(Stored entries)
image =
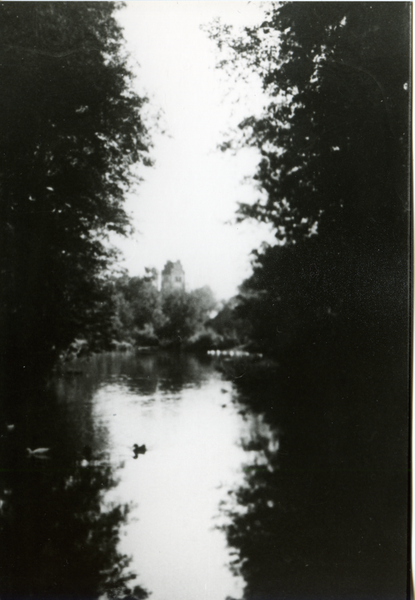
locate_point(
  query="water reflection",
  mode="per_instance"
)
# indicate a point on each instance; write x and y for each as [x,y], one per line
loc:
[322,510]
[59,536]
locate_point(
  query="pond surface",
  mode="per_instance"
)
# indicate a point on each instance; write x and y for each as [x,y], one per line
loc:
[186,415]
[265,484]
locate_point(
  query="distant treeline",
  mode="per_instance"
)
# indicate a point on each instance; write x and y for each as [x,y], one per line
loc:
[145,316]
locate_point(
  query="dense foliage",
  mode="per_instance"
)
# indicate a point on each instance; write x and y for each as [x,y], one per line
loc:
[70,131]
[324,510]
[334,146]
[147,317]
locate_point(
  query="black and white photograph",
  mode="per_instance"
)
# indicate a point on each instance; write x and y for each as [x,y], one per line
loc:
[205,300]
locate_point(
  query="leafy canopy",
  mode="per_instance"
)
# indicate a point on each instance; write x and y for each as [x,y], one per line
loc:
[71,129]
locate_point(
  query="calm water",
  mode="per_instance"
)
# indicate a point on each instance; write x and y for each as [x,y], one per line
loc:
[188,418]
[265,484]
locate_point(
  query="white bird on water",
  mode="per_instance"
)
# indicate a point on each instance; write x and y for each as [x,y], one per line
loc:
[38,452]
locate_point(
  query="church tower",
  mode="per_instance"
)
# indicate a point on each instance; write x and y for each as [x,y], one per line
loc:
[172,278]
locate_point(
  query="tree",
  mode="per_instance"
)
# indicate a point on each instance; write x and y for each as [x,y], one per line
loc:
[70,131]
[333,141]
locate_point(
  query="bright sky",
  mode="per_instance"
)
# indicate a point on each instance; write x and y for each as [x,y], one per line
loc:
[181,210]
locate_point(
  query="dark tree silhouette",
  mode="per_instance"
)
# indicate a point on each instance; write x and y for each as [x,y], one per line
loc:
[70,130]
[334,146]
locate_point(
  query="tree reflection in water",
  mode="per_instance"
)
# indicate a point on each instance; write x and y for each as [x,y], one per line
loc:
[59,536]
[322,512]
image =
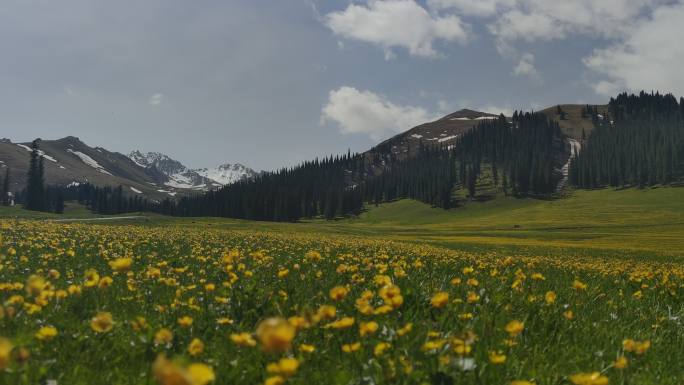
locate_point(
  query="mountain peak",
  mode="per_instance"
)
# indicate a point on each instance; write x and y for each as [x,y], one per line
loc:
[468,114]
[179,176]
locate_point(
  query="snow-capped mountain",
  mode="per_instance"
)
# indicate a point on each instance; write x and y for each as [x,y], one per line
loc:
[179,176]
[227,173]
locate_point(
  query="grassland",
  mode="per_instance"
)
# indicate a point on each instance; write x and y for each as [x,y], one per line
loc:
[584,290]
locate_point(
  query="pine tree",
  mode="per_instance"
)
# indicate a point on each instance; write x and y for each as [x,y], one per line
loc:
[35,199]
[6,188]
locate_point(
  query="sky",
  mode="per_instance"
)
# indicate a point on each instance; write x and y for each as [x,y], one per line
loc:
[271,83]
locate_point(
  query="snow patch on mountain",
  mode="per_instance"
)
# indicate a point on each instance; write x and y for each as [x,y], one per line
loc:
[179,176]
[89,161]
[227,173]
[40,152]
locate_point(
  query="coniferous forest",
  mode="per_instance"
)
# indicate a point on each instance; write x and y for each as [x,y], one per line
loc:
[523,149]
[640,143]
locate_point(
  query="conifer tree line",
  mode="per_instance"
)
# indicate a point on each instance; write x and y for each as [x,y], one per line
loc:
[37,196]
[336,186]
[522,154]
[428,177]
[640,143]
[6,181]
[316,188]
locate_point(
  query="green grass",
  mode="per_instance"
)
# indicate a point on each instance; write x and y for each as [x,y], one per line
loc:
[628,223]
[626,246]
[258,275]
[631,223]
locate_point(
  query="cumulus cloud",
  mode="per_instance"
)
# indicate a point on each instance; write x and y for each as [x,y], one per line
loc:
[543,20]
[649,58]
[156,99]
[397,23]
[481,8]
[364,112]
[526,67]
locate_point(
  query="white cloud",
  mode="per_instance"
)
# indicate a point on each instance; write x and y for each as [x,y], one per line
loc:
[481,8]
[397,23]
[649,58]
[364,112]
[517,25]
[526,67]
[156,99]
[543,20]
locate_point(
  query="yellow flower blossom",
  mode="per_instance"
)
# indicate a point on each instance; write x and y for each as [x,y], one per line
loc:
[46,333]
[275,334]
[102,322]
[515,327]
[594,378]
[440,299]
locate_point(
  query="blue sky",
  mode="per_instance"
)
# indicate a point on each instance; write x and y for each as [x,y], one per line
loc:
[272,83]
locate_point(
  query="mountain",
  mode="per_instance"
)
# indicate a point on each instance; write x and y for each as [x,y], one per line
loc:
[179,176]
[443,131]
[69,161]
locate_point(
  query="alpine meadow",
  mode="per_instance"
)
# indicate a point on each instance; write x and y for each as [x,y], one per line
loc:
[356,237]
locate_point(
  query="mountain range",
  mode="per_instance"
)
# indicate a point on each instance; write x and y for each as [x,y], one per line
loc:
[154,175]
[158,176]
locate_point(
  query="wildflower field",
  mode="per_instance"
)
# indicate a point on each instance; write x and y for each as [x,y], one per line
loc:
[146,304]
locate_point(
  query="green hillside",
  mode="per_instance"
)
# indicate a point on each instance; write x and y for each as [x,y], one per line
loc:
[626,221]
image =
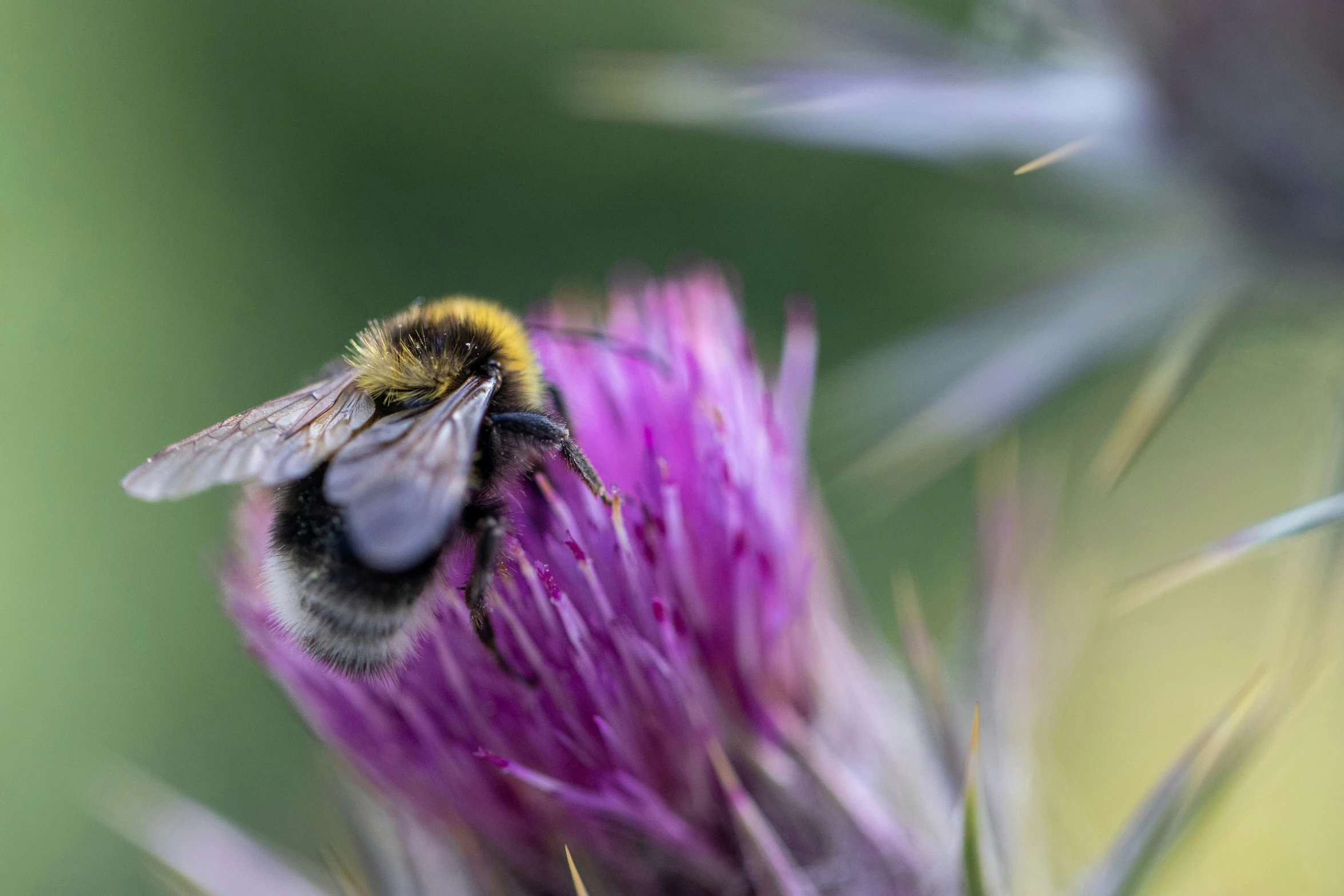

YOUR TASK: Write out the entries again, exactly as given, skipping any images.

SOLUTION FOR THIS TASK:
image =
locate_point(
  query="water reflection",
  mode="per_instance"
)
# indicate a point on each instance; write x and y for each as [x,y], one per line
loc:
[322,510]
[59,536]
locate_point(
  query="pond surface",
  mode="per_instance"
)
# indicate a point on each instance; write x and y for each as [x,y], one per line
loc:
[186,415]
[265,484]
locate_point(
  query="distant treeline",
  mode="per_instance"
)
# indicate a point on each instance; write x and y for each as [x,y], one per line
loc:
[145,316]
locate_point(
  query="dense foliage",
  mode="per_instance"
)
# indicate a point on each instance; write x and y for each as [x,y], one per line
loc:
[70,131]
[324,510]
[334,146]
[147,317]
locate_point(
  query="black and white photograph",
  mode="per_instance"
)
# indicate a point on each instance; write x and y for each as [x,y], one per line
loc:
[205,300]
locate_point(
  query="leafy canopy",
  mode="per_instance"
)
# indicate a point on each instance; write x and y for each as [x,y], one per line
loc:
[71,129]
locate_point(
  query="calm water",
  mode="per_instance"
)
# indicate a point on each instance; write x and y for each as [x,y], one per line
loc:
[188,418]
[265,484]
locate_point(
  query="white bird on water",
  mode="per_instance"
)
# indicate a point on each instance; write x and y for each as [x,y], one per line
loc:
[38,452]
locate_point(
  query="church tower",
  mode="per_instance"
)
# indicate a point on each instance; write x and y for each as [x,y], one per line
loc:
[172,278]
locate_point(
  query="tree",
  mode="per_instance"
)
# indicate a point on each instance; write x and y for each as [x,y], one per line
loc:
[70,131]
[333,141]
locate_point(
  query="bright sky",
  mode="per_instance"
)
# indicate a point on each instance; write x and y for each as [x,y], one per line
loc:
[181,210]
locate_point(
  query="dark tree silhouette",
  mode="per_instance"
)
# indicate a point on each instance; write x and y for each as [x,y], one per line
loc:
[70,130]
[334,146]
locate_point(
  query="tree reflection in water",
  mode="per_instance"
)
# indicate a point on each instance; write x and y for each as [x,y], one per line
loc:
[59,536]
[322,512]
image =
locate_point(
  query="mountain peak",
  mode="per_instance"
)
# indicate a point on each instance; write x and y for each as [x,y], one per line
loc:
[468,114]
[179,176]
locate_point(
  query="snow-capped mountain",
  mode="per_instance"
)
# indicate a point on each instance; write x and y for each as [x,y], one per line
loc:
[179,176]
[227,173]
locate_point(
  query="grassland",
  mode="per_instance"
)
# indicate a point on each instance; write x and y for each as [x,y], one per line
loc:
[584,290]
locate_point(
  query="pine tree",
  mode="per_instance"
)
# indicate a point on each instance; write x and y for each as [x,y], one per line
loc:
[35,199]
[6,188]
locate_point(
  query="sky",
  mode="per_instance"
)
# indicate a point on each instance; write x and y for each as [x,y], one per line
loc:
[271,83]
locate_point(
  query="snow patch on mountain",
  mode="per_instance"
)
# indicate a point on each instance; write x and y for each as [x,y], one per line
loc:
[179,176]
[89,161]
[227,173]
[40,152]
locate_point(
  query="coniferous forest",
  mode="per_instance"
)
# indicate a point on each instance; write x and y for each as [x,y], one per line
loc:
[523,149]
[640,143]
locate_point(
  query="conifer tree line",
  mode="per_instance"
)
# indicate a point on each instance; write x and y for each as [x,y], one per line
loc:
[37,196]
[336,186]
[522,154]
[428,177]
[640,143]
[6,181]
[316,188]
locate_point(
  query="green grass",
  mode="per_instance"
)
# indicate a point on each instance; write x and y for each as [x,y], one per line
loc:
[628,223]
[626,246]
[258,275]
[631,223]
locate_point(
  query="cumulus cloud",
  mode="per_instance"
)
# indicate a point on each instance; write x and y for each as [x,y], one per line
loc:
[543,20]
[649,58]
[156,99]
[397,23]
[481,8]
[364,112]
[526,67]
locate_point(
  query="white cloud",
  mode="per_instance"
)
# indicate a point on each instance; write x and y for each as [x,y], one per line
loc:
[481,8]
[397,23]
[649,58]
[364,112]
[517,25]
[526,67]
[156,99]
[543,20]
locate_point(
  query="yellow flower blossom",
  mode="per_instance"
)
# indicate a point on each instance; write x and y for each as [x,y], one per line
loc:
[46,333]
[275,334]
[102,322]
[515,327]
[594,378]
[440,299]
locate_point(
  query="blue sky",
  mode="per_instance"
)
# indicate a point on each instance; write x and y for each as [x,y], one per line
loc:
[272,83]
locate_point(
  query="mountain",
  mode="per_instance"
)
# indicate a point on each instance; write x and y for each as [x,y], one per line
loc:
[179,176]
[443,131]
[69,161]
locate_point(
  query="alpine meadow",
  mode="per_instance"
)
# indicate a point on each instance; write x and y for each as [x,y], one per line
loc:
[356,237]
locate_point(
  query="mountain range",
  mode="per_instance"
)
# indicate a point on each instance; write x and y for each as [x,y], one per line
loc:
[154,175]
[158,176]
locate_point(
  query="wildflower field",
  mode="per_instance"
)
# indicate a point on each instance; write x and y for each as [x,y], one per line
loc:
[146,304]
locate_point(
  query="green hillside",
  mode="per_instance"
)
# indicate a point on each instance; write x and y for each as [x,y], one per line
loc:
[626,221]
image =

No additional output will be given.